EXERCISE: Format the part of the listing that opens with the line containing "[locate] the man in yellow" and runs through the end of the listing as a numbered list, omitting any blank lines.

DATA SHOWN:
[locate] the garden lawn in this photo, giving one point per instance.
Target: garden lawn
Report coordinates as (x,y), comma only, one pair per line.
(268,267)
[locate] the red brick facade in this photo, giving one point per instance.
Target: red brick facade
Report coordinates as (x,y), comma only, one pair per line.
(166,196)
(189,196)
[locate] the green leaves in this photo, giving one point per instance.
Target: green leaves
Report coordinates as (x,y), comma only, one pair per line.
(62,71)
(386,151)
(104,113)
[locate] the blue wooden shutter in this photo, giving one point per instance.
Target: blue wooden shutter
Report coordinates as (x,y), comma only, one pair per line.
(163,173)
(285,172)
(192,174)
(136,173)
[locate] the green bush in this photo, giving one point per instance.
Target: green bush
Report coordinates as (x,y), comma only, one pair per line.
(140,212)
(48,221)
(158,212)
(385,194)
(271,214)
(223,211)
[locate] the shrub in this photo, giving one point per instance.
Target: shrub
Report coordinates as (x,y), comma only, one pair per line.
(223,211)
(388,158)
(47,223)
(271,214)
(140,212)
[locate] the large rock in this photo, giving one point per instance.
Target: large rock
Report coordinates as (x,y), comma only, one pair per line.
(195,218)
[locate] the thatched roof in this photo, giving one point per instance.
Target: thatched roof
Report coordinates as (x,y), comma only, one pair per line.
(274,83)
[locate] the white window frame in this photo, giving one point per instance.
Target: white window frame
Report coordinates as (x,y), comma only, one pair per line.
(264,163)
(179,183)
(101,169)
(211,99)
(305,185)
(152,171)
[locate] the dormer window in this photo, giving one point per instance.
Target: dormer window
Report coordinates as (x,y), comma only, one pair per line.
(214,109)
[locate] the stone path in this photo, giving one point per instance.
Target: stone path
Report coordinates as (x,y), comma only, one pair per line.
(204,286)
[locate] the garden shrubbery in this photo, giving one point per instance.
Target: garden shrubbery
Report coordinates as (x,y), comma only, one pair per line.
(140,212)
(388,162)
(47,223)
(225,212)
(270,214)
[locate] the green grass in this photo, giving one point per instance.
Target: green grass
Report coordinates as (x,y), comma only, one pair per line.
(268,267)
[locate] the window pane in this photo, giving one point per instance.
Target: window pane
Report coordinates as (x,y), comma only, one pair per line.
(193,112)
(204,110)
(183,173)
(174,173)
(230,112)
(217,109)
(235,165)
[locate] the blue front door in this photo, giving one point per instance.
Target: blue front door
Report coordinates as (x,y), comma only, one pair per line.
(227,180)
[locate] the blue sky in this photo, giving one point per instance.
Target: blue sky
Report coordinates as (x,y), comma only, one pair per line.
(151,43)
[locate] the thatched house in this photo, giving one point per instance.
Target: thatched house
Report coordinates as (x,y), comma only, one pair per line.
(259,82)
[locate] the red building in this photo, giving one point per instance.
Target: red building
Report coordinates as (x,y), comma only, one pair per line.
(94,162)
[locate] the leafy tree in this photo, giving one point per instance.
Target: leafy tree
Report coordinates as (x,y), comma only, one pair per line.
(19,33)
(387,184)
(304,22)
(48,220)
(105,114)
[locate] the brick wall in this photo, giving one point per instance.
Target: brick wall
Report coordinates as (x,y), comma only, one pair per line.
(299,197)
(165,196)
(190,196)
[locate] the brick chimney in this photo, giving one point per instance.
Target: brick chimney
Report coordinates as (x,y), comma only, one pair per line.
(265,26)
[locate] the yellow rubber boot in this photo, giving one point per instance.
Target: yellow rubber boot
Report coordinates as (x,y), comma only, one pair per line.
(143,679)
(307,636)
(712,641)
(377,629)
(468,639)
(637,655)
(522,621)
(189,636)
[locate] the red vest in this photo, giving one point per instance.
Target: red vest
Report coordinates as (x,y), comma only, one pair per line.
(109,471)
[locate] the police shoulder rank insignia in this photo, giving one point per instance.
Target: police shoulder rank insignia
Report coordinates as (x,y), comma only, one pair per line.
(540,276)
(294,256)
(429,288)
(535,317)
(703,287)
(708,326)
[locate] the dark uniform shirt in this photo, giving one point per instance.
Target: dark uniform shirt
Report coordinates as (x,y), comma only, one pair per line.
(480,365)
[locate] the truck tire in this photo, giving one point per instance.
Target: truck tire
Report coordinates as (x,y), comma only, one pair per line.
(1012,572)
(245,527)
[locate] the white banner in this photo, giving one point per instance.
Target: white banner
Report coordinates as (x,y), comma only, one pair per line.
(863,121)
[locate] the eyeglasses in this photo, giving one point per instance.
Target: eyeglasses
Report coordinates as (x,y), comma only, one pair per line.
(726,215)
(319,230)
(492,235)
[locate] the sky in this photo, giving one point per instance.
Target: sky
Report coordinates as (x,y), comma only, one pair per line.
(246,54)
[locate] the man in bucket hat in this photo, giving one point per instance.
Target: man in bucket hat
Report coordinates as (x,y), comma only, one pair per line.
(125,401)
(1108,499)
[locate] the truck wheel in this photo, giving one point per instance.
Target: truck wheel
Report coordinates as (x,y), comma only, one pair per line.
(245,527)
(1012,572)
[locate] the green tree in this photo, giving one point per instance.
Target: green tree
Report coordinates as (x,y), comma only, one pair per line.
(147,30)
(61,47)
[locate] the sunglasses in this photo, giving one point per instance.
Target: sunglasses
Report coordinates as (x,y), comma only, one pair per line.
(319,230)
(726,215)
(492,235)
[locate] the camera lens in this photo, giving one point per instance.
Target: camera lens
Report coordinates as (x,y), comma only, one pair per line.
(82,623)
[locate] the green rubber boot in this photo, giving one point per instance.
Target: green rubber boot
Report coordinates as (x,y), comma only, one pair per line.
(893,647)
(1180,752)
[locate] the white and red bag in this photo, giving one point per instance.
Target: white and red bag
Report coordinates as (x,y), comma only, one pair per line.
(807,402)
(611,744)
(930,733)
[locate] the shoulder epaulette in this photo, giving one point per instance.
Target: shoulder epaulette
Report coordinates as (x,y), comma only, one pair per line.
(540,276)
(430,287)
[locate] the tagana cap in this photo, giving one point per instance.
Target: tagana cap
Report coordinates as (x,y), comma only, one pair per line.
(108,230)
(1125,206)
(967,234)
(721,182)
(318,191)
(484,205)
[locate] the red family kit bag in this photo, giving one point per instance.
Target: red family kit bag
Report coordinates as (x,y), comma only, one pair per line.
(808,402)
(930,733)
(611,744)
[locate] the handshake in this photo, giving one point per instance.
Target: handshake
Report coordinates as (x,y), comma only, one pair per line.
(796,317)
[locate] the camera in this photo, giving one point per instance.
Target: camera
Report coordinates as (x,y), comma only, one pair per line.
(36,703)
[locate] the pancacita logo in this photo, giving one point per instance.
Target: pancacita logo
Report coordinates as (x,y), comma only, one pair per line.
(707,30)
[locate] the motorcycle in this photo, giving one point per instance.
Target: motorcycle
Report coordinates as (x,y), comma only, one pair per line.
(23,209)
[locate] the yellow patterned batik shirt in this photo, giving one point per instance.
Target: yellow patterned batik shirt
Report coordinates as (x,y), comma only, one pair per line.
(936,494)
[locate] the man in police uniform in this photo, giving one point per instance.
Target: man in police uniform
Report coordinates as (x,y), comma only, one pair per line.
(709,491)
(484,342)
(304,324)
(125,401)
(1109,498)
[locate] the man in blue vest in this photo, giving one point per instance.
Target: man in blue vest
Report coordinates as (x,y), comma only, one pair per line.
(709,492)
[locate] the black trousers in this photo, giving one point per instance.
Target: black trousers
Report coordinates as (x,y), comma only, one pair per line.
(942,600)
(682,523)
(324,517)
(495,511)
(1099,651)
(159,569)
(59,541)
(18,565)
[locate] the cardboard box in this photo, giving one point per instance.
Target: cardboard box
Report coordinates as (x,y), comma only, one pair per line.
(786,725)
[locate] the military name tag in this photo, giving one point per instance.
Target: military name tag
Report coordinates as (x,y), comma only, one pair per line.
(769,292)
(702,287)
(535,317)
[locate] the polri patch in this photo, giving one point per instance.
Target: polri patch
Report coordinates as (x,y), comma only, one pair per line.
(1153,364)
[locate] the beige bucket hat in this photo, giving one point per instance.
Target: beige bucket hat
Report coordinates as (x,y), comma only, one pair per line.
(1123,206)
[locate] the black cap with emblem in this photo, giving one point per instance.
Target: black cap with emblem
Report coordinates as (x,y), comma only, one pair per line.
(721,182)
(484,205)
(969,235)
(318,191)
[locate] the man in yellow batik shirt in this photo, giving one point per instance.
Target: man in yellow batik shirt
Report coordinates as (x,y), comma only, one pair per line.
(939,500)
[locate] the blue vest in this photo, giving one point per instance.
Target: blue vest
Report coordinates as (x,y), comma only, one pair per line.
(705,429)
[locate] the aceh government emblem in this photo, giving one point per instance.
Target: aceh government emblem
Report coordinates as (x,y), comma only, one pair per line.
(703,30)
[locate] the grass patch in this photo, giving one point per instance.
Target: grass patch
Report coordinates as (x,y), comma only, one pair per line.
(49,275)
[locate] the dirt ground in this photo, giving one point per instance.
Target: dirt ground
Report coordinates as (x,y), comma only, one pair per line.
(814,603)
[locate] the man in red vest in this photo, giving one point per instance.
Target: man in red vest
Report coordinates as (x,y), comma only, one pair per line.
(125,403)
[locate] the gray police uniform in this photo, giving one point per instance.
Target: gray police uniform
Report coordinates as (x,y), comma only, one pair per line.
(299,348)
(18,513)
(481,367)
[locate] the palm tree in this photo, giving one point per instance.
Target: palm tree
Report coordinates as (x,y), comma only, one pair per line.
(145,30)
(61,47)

SOLUTION FOR THIS EXERCISE:
1. [locate] the man in yellow batik shirt in this photo, giving one point per instance.
2. Target: man in yellow batik shirt
3. Report coordinates as (x,y), comma only, one pair per line.
4. (939,500)
5. [locate] the blue vest in this photo, giving one point per instance.
6. Target: blue vest
7. Report coordinates as (x,y), comma only, one pair per line.
8. (705,429)
9. [locate] the aceh government emblem in this photo, giving one point per instance.
10. Target: aceh government emblem
11. Report coordinates as (x,y), comma only, one pair per line.
12. (703,30)
13. [locate] the grass patch in this photo, giving one point per instance.
14. Target: grass patch
15. Report coordinates as (x,y), comma only, one pair per line.
16. (49,275)
17. [locate] the dirt ground in this photo, giving one point per instance.
18. Target: dirt ground
19. Report coordinates as (x,y), comma only, one pair per line.
20. (814,603)
21. [locate] the man in red vest in this photo, giving one point per instance.
22. Target: man in red vest
23. Report coordinates as (x,y), comma only, one pair per line.
24. (125,403)
25. [locate] the gray police uniform in this photo, giving one point per instance.
26. Target: gray police uniform
27. Report coordinates as (x,y), comma only, one pair per line.
28. (299,348)
29. (18,513)
30. (481,367)
31. [locate] the palm tree in this photo, giving one point per instance.
32. Target: palm tree
33. Report coordinates as (x,y), comma only, one pair per line.
34. (145,30)
35. (61,47)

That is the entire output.